## Exercise directions
Rewrite the items below with every "Practice" changed to "Exercise" and all other text left as it is. Leave the pictures out of your output.

▼

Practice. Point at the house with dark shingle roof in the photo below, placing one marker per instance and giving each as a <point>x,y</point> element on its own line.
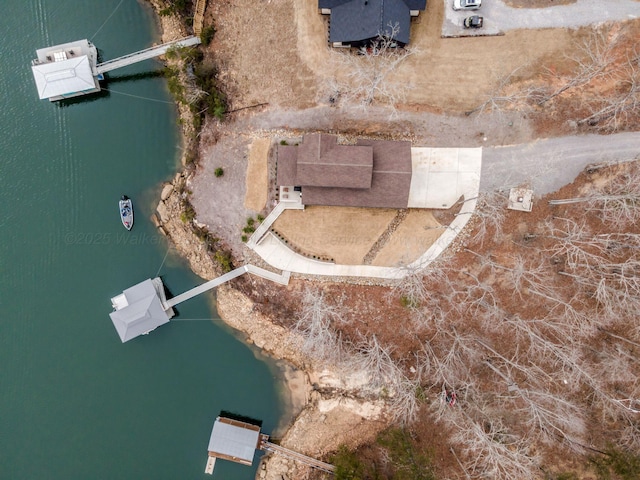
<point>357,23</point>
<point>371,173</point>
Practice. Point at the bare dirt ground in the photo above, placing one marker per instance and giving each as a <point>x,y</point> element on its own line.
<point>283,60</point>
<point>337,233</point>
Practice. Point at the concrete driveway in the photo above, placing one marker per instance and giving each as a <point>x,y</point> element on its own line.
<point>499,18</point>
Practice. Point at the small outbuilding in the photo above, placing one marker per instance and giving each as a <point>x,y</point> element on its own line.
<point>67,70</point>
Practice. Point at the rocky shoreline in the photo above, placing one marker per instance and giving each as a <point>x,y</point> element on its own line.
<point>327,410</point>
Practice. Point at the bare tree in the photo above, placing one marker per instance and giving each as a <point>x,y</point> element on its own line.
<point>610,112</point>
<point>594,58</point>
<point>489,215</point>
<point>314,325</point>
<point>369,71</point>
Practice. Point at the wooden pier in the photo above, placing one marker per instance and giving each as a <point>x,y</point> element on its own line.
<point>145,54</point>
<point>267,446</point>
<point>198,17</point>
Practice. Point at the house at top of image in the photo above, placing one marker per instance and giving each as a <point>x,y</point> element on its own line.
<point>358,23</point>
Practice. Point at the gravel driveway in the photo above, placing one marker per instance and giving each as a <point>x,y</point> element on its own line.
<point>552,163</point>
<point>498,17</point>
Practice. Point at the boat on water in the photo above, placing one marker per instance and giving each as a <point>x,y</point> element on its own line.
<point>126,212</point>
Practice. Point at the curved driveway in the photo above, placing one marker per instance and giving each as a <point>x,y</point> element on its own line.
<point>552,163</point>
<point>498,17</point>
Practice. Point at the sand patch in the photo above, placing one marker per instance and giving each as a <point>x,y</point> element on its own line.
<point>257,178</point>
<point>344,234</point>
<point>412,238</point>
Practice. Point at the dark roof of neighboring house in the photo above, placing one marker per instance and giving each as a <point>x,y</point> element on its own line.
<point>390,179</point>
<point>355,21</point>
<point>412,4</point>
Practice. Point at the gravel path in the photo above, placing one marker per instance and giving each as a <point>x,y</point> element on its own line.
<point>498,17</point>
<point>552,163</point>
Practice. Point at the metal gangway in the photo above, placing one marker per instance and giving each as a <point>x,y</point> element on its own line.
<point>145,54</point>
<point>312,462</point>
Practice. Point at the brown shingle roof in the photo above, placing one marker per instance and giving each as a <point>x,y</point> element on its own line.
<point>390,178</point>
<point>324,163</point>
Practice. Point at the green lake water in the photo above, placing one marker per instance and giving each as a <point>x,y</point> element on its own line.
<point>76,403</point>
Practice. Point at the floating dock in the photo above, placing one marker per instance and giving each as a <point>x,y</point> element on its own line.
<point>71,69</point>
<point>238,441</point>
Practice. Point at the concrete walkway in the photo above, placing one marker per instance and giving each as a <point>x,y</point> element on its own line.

▲

## Exercise response
Exercise. Point at the house with dark shingle roof in the photo below, placing one marker per instance and giving each as a <point>x,y</point> element on its own line.
<point>357,23</point>
<point>371,173</point>
Exercise. Point at the bare dirt ground in the photo above, placing one marker per instance and giving each as a <point>x,y</point> element on its own line.
<point>283,60</point>
<point>337,233</point>
Exercise. Point at the concrete driveway in the photo above, placing one marker per instance and giving each as a <point>x,y</point> element on its own line.
<point>499,18</point>
Exercise. Point at the small outbuilding in the photo above, placing one marker per instance and giving each as a <point>x,y</point> element on its own line.
<point>67,70</point>
Exercise. Point at the rocky shoreline in the photo above, placing one marker per instance and giving each as a <point>x,y</point> element on its own line.
<point>327,410</point>
Exercise. Point at the bare tree in the photo above, placing one marker per instance and giving each as a <point>x,y</point> element on its own line.
<point>610,112</point>
<point>594,58</point>
<point>489,215</point>
<point>314,325</point>
<point>369,71</point>
Exercise. Point at the wooden pier in the photo above, placing one marker per instance and giving each as a <point>x,y</point> element on its own line.
<point>145,54</point>
<point>267,446</point>
<point>198,17</point>
Exercise. Point at the house at top of image in the photo above, placing one marker per instance and giving each as a <point>x,y</point> element on its own line.
<point>358,23</point>
Exercise. Point at the gravel driveway in the photo above, placing one marker per instance and giving each as a <point>x,y</point> element on its own line.
<point>552,163</point>
<point>498,17</point>
Exercise. Point at the boat on water in the photo above, placing one marker per instance and giving each as a <point>x,y</point> element on its own line.
<point>126,212</point>
Exercise. Point at the curved driveway in the photo above, placing one marker per instance and giving each as a <point>x,y</point> element on its own line.
<point>552,163</point>
<point>498,17</point>
Exercise. Point at the sand patch in the photo above, placing one marker per instance and giving each as a <point>x,y</point> element on its own line.
<point>257,178</point>
<point>344,234</point>
<point>412,238</point>
Exercise. Point at the dark roof of neighboring house in the photo above, placing one marker per instance and giving each as a <point>x,y</point> element on its own line.
<point>390,179</point>
<point>355,21</point>
<point>412,4</point>
Exercise. Point at the gravel path in the photo above, placing one marker per instance and giving each as a <point>x,y</point> element on its own line.
<point>498,17</point>
<point>552,163</point>
Exercise. Point at the metal gangway in the photo above, placing one marker per instance and giving each as a <point>x,y</point> element on its own line.
<point>145,54</point>
<point>312,462</point>
Exercise. Point at the brown shingle roof in the photo above, placing one marker per instance and giving each as a <point>x,y</point> element on its own line.
<point>390,178</point>
<point>324,163</point>
Exercise. Point at the green lake water in the photo above, placing one marker per instance and giving each as a <point>x,y</point> element on its own line.
<point>76,403</point>
Exercise. Point at the floating dock in the photo above, placing one marker per instance and giving each as a <point>x,y</point> element on its own line.
<point>71,69</point>
<point>238,441</point>
Exercise. Point at the concrete walkway in the photo above, placing one marker per instance and giving each as a <point>x,y</point> element on its own line.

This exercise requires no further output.